The American educational reformer and humanitarian Horace Mann (1796-1859) was enormously influential in promoting and refining public education in Massachusetts and throughout the nation in the 19th century.

Horace Mann was born in Franklin, Mass., on May 4, 1796. He labored on the family farm and learned his letters at home and in the district school, supplemented by long hours in the town library. Guided by his parents, he developed an appetite for knowledge. Mann's father died in 1809. The next year, when his older brother drowned while swimming on a Sunday, the local Congregational minister elaborated on the dangers of breaking the Sabbath, instead of consoling the family. This confirmed Mann's growing alienation from the Church.

After briefly attending an academy in Wrentham and intensive tutoring by an itinerant schoolmaster, Mann entered the sophomore class of Brown University in 1816. He developed a lively interest in debating, frequently speaking in support of humanitarian causes. He graduated as valedictorian in 1819. A growing interest in public affairs led him to study law after graduation. He interrupted his legal education to serve as tutor of Latin and Greek at Brown but returned to legal study in 1821 at the famous school of Tapping Reeve in Litchfield, Conn. He was admitted to the bar in 1823.

Mann practiced in Dedham and Boston, acquired an admiration for Whig politics, and was elected to the Massachusetts Legislature in 1827. Essentially an activist, Mann came to believe that public education, which he called "the great equalizer of the conditions of men," was more likely to yield the general social improvements he desired than piecemeal efforts in behalf of prison reform, humane treatment of the insane, and temperance. A fellow legislator had studied educational conditions in Massachusetts and reported that barely a third of the school-age children were attending school; that teachers were ill-prepared, poorly paid, and unable to maintain discipline; and that public schools were avoided by those who could afford private education. As a result, in 1837 the assembly created the Massachusetts State Board of Education. The board was required to collect and disseminate information about public schools and, through its secretary, report annually to the legislature.

***

#### SET TASKS:
1 > Sum up the Horace Mann biography in two sentences.
2 > Carry on the Horace Mann biography from its last sentence.
The records aren't needed.

[Collected data entries]

***

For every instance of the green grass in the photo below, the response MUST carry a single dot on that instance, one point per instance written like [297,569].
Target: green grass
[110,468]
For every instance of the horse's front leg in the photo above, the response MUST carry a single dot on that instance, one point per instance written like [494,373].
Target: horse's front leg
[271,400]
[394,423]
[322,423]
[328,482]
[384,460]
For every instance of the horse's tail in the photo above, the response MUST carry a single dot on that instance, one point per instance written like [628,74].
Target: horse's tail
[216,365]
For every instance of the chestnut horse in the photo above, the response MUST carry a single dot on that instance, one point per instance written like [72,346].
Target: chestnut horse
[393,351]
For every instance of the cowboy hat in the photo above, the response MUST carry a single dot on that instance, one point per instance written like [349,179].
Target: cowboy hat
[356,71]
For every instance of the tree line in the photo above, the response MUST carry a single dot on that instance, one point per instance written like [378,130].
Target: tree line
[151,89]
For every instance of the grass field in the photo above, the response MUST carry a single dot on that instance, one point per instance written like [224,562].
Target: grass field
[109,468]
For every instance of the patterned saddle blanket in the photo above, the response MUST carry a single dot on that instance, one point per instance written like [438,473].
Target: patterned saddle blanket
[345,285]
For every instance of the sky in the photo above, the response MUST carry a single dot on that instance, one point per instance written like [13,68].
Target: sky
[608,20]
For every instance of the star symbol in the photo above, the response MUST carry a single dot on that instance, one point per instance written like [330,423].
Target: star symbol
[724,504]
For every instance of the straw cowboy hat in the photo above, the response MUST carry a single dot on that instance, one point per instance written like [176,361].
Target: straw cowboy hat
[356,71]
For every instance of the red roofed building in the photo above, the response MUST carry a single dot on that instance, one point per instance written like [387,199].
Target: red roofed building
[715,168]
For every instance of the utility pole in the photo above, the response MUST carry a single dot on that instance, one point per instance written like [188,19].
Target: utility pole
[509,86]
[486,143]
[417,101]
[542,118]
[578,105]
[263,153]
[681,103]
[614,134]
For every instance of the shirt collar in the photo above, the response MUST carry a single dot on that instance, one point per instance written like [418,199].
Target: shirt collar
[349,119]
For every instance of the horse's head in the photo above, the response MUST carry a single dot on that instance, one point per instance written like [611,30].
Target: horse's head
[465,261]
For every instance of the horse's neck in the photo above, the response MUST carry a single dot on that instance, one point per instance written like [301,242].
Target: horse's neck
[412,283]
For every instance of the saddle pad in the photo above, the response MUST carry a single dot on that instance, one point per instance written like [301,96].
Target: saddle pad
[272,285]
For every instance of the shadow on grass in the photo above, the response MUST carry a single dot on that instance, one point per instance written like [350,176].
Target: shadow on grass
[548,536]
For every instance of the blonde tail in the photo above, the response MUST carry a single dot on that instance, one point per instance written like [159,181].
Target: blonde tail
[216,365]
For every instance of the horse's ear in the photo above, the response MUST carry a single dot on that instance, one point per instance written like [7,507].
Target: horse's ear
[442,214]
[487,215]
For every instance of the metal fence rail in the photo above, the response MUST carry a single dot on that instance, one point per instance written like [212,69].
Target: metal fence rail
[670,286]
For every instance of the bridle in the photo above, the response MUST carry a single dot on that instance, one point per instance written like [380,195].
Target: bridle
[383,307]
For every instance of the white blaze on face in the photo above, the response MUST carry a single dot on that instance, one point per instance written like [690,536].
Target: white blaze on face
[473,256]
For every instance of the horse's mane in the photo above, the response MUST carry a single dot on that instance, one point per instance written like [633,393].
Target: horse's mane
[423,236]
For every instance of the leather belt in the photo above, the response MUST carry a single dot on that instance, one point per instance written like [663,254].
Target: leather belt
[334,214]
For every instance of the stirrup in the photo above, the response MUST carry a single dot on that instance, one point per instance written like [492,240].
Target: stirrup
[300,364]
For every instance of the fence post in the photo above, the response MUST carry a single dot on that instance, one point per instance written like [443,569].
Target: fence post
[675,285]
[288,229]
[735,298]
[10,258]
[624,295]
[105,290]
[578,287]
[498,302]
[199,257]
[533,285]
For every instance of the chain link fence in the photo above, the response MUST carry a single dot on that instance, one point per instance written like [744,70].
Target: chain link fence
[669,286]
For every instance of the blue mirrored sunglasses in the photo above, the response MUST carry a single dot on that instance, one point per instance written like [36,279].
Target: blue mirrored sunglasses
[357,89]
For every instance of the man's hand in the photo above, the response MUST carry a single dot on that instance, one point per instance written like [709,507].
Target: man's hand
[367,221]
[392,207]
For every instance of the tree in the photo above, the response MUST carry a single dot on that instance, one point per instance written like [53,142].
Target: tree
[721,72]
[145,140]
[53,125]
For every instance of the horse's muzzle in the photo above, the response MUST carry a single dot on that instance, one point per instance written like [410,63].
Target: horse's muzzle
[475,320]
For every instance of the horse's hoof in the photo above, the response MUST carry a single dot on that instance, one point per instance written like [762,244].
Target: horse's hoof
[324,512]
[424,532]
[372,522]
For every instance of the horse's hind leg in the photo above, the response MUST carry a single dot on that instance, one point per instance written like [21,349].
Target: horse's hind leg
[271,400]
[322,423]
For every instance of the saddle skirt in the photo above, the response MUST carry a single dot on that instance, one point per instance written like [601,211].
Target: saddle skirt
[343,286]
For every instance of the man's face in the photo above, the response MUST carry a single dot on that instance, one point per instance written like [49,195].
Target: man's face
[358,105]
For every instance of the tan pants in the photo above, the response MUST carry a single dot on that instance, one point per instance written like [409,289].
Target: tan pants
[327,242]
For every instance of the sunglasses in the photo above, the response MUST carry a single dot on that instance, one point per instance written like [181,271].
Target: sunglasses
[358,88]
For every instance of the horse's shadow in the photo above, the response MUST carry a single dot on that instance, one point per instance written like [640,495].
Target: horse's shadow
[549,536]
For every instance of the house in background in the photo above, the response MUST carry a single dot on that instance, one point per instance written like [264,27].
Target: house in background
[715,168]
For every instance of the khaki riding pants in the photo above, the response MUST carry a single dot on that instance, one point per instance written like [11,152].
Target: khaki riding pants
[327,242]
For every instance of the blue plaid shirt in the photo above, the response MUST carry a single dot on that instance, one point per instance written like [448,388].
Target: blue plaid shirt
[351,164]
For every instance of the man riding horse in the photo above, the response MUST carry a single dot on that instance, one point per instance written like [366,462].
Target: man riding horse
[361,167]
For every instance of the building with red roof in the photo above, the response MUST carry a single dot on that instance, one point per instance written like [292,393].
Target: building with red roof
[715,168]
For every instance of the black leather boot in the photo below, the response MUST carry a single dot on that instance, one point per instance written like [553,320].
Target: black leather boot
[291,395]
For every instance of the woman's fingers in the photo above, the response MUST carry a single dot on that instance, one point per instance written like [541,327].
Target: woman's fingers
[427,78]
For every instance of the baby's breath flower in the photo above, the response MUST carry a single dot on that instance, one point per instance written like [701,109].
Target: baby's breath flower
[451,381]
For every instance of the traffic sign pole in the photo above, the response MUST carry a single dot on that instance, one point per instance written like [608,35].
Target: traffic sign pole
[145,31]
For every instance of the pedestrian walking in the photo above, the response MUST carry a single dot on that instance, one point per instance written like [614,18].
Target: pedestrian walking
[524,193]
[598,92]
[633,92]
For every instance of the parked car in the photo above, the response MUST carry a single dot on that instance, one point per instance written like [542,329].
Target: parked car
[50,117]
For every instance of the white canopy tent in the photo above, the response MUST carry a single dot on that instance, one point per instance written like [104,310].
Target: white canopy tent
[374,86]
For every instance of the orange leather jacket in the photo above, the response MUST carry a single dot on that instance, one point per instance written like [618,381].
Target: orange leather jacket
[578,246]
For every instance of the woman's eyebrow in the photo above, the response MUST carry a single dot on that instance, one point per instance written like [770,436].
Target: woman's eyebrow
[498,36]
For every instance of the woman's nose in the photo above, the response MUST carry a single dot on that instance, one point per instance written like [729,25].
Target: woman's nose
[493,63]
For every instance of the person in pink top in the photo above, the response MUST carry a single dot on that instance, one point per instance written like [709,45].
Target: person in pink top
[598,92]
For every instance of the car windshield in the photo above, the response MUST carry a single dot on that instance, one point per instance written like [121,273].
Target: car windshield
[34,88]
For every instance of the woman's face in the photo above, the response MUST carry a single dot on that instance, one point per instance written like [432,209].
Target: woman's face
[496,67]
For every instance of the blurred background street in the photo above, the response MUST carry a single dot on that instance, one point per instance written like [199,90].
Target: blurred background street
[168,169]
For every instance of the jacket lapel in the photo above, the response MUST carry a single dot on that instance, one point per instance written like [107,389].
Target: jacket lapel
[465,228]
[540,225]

***

#### THE RESULTS:
1 > Horace Mann, an educational reformer born in Franklin, Massachusetts, in 1796, grew up on a farm, graduated from Brown University as valedictorian in 1819, and was admitted to the bar in 1823. After his election to the Massachusetts Legislature in 1827, he came to believe that public education would bring about social improvement more surely than piecemeal reforms, and in 1837, following a report on poor school conditions, the assembly created the Massachusetts State Board of Education.

2 >
First Secretary of the State Board

Mann abandoned his promising political career to become secretary of the board. For 12 years he campaigned to bring educational issues before the people. He toured the state speaking on the relationship between public education and public morality, developing the theme of education as "the balance wheel of the social machinery." He believed that social and economic distinctions, unless reduced by a common educational experience, would create communities of interest that would eventually harden into warring factions.

In publicizing his cause, Mann found arguments attractive to all segments of the community, but he sometimes irritated powerful interests. Because he admired the Prussian system of education, his loyalty to democratic institutions was questioned. Because he believed the schools should be nonsectarian, he was attacked as antireligious. His advocacy of state supervision antagonized local politicians. His criticism of corporal punishment angered the influential Boston schoolmasters.

All the reform impulses of the American 1830s and 1840s converged in Mann's devotion to the cause of the common schools. He created teachers' institutes to improve teaching methods and arranged public meetings to discuss educational theory. He established and edited the Common School Journal. With private benefaction and state support he established three state normal schools for teacher education, the first in the country. His annual reports were lucid examinations of educational issues. Widely distributed and discussed, they exerted a powerful influence on public opinion in Massachusetts and the nation.

In Massachusetts, Mann's leadership produced dramatic change. The school curriculum was broadened and related more closely to the social outcomes he admired. Teaching methods, especially the teaching of reading, and the professional status and salary of teachers were improved. Facilities and equipment were increased, and more than 50 new high schools were established. Mann's influence became national and international.

Later Years

In 1848 Mann resigned his secretaryship to accept election to the U.S. Congress. He now enthusiastically entered the slavery debate, opposing the extension of slavery into the territories. His stand generated such hostility that he declined to run in the 1852 election and, instead, unsuccessfully campaigned for the governorship as a Free Soil candidate.

In 1852 Mann was elected president of Antioch College in Ohio. He discharged his new duties with customary zeal, creating a curriculum, doing much of the teaching, and contending with difficult economic problems. But the work proved too much for Mann, in ill health since boyhood. He died on Aug. 2, 1859, 2 weeks after telling the graduating class to "be ashamed to die until you have won some victory for humanity."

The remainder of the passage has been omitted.